◆ Trecho ◆
· · ·

Enquanto os países ocidentais sentem na pele os riscos do desmonte das instituições democráticas – basta observar os casos de Brasil e Estados Unidos, com as passagens de Jair Bolsonaro (PL) e Donald Trump pelo poder -, o quase sempre tranquilo Uruguai parece olhar o fenômeno como se fosse imune a ele.
É com esse típico clima ameno que os uruguaios vão às urnas no próximo domingo, dia 27, para definir o seu próximo presidente.
Já no passado recente, as mudanças de eixo no poder – da centro-direita para a centro-esquerda, e vice-versa – não representaram, necessariamente, transformações profundas nas bases sociais e políticas do Uruguai. Pelo contrário: a continuidade em certas políticas, apesar das mudanças naturais no poder, é uma marca do país vizinho.
Isso não acontece por acaso. Tradicionalmente, o país de cerca de 3,5 milhões de habitantes costuma ser visto como um bastião democrático na América Latina. Índices democráticos usados como referência para a literatura – como os da revista The Economist e os da organização Latinobarómetro – costumam apontar o Uruguai como a democracia mais sólida da região.
No pleito deste ano, a esquerda uruguaia poderá voltar ao poder. É isso, pelo menos, o que apontam as principais pesquisas de intenção de voto no país vizinho. O principal nome do campo ideológico é o de Yamandú Orsi, ex-prefeito da pequena cidade de Canelones, que é apoiado pelo ex-presidente José Mujica [2010-2015].
Mujica, aos 89 anos e se recuperando de um tratamento contra o câncer, chegou a fazer uma participação em um ato de campanha, nesta semana, em Montevidéu. Bastante emocional, o ex-presidente fez um discurso em tom de despedida da vida política, dizendo que "os melhores dirigentes são aqueles que deixam um grupo que os supera com vantagem", em referência a Orsi.

· · ·

(Registros de rotulagem de regiões)
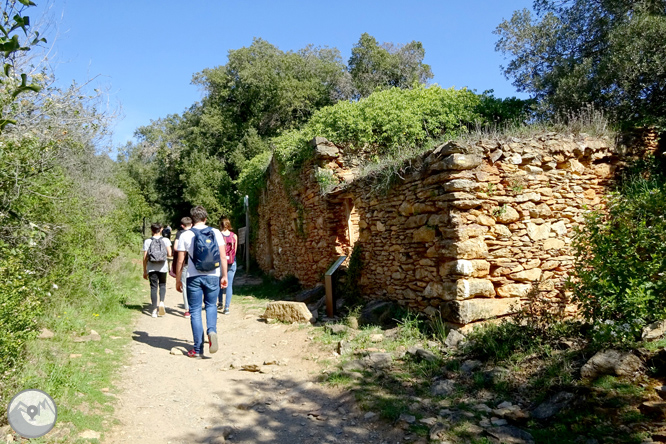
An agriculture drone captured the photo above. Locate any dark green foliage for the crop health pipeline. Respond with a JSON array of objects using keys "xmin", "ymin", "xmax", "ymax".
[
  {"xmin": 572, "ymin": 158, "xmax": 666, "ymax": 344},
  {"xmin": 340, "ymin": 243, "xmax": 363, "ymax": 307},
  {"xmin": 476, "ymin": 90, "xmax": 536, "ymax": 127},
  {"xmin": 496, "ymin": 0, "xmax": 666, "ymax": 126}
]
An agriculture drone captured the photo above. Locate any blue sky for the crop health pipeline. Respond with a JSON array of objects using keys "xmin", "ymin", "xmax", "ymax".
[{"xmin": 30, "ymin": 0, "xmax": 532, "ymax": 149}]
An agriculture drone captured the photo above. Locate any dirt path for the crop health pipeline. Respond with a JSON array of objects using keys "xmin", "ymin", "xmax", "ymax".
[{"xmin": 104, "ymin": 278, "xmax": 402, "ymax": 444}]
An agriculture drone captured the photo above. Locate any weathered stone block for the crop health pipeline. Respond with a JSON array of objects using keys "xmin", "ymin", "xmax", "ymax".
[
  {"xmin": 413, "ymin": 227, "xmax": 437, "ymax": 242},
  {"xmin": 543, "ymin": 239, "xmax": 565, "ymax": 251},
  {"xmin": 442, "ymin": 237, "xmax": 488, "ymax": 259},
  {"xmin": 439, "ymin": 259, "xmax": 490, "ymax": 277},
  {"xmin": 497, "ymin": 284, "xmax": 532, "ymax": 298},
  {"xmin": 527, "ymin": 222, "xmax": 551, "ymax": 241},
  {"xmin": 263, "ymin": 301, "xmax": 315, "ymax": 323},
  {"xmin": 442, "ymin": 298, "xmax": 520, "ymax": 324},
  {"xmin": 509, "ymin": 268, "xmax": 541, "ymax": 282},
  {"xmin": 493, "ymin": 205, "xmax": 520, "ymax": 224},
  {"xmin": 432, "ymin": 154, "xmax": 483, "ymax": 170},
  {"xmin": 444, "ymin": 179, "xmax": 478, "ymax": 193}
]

· · ·

◆ Exercícios ◆
A. Devolva, sem nenhuma alteração, a parte do trecho que começa nas palavras "Isso não acontece" e termina depois de "José Mujica [2010-2015].".
B. Liste todas as pessoas citadas pelo nome no trecho.
As linhas não fazem falta para resolver nada aqui.

◆ Respostas dos exercícios ◆
A.
Isso não acontece por acaso. Tradicionalmente, o país de cerca de 3,5 milhões de habitantes costuma ser visto como um bastião democrático na América Latina. Índices democráticos usados como referência para a literatura – como os da revista The Economist e os da organização Latinobarómetro – costumam apontar o Uruguai como a democracia mais sólida da região.
No pleito deste ano, a esquerda uruguaia poderá voltar ao poder. É isso, pelo menos, o que apontam as principais pesquisas de intenção de voto no país vizinho. O principal nome do campo ideológico é o de Yamandú Orsi, ex-prefeito da pequena cidade de Canelones, que é apoiado pelo ex-presidente José Mujica [2010-2015].

B. Jair Bolsonaro, Donald Trump, Yamandú Orsi, José Mujica